ESERCIZIO 1: Indica quante righe dei record contengono la parola "lands". Rispondi soltanto con il numero.

__________________________________________________

Il Parco regionale dei Castelli Romani si estende su un territorio che possiede un ricco patrimonio di natura e cultura. Un'area fortemente antropizzata, caratterizzata da paesaggi variegati, dove ambiente geologico e naturale sono strettamente legati alla storia e alle tradizioni locali.
Lo attraversa una fitta rete di itinerari C.A.I. di circa 150 Km, che percorrendola regala panorami suggestivi, accompagnandoci spesso all'interno dei caratteristici Borghi, dove le bellezze artistiche si fondono con la storia, l'artigianato e i tipici prodotti enogastronomici
Visitare il Parco regionale dei Castelli Romani significa intraprendere un viaggio di scoperta, immergendosi non solo nella biodiversità dell'area protetta, ma anche nel passato, di cui sono testimonianza i reperti archeologici disseminati lungo i percorsi, basolati antichi, resti di templi e santuari dedicati alle divinità, leggende e miti della civiltà Latina, tra i quali spicca il culto di Diana Nemorense, di Giunone Sospita e di Giove Laziale.
Un territorio che ha affascinato molti artisti, tappa fondamentale del "Grand Tour" del '700, viaggio d'istruzione che molti giovani appartenenti all'aristocrazia europea facevano per visitare e apprezzare le bellezze del nostro Paese.
Tra le finalità del Parco, così come recita lo Statuto all'art. 2, rientra la promozione e l'esercizio di attività scientifiche e di ricerca, volte alla tutela e conservazione degli habitat, ma anche a favorire la conoscenza del patrimonio naturalistico, storico, artistico, archeologico e ambientale dell'area protetta e della sua corretta fruizione ed individuare le attività produttive, e gli usi presenti nell'area protetta, o ad essi connessi, da mantenere o incentivare in quanto coerenti ed utili, in un'ottica di sviluppo sostenibile del territorio.

__________________________________________________

ESERCIZIO 2: Riprendi il brano sul Parco regionale dei Castelli Romani e proseguilo a partire dalla sua ultima frase.

DATI FORNITI:
__________________________________________________

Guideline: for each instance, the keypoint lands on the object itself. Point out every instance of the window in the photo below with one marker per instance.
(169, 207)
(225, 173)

__________________________________________________

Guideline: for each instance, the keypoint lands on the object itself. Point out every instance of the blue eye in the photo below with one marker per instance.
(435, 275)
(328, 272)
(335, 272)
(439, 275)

__________________________________________________

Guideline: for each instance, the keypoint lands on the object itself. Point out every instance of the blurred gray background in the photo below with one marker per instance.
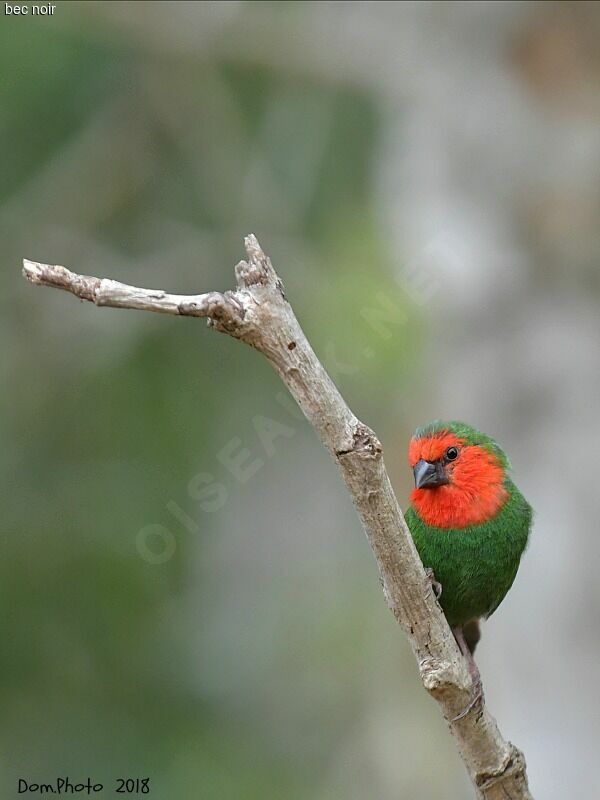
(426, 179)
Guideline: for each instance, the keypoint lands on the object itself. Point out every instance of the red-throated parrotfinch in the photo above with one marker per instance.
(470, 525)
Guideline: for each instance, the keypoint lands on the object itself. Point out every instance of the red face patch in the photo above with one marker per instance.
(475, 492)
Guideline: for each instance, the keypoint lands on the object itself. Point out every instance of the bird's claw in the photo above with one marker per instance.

__________________________________________________

RISPOSTA FINALE 1: 6

RISPOSTA FINALE 2:
Il Parco partecipa al "Monitoraggio regionale del Moscardino", roditore arboricolo della famiglia dei gliridi (Gliridae), specie di interesse comunitario ai sensi della Direttiva 92/43/CEE, sottoposta a tutela rigorosa in tutta Europa dall'articolo 12 e dal relativo allegato IV della medesima direttiva. Annualmente prende parte al Censimento dell'avifauna svernante, che interessa principalmente i due laghi di Nemi, Albano e la zona umida del Pantano della Doganella. Ha partecipato al "Monitoraggio nazionale del Lupo", coordinato da ISPRA, e nel tempo a svariati rilevamenti che hanno interessato la fauna selvatica: i chirotteri, i rapaci rupicoli, il falco pellegrino, e varie specie di insetti.
Ha aderito e collaborato anche in passato ad alcuni progetti internazionali (Life Go Park; Life Bloowater; Oenomed) orientati ad attività di ricerca, sperimentazione, comunicazione e informazione, incentrati sul rispetto dell'ambiente, a sostegno di una svolta e di una crescita ecologica e sostenibile della collettività.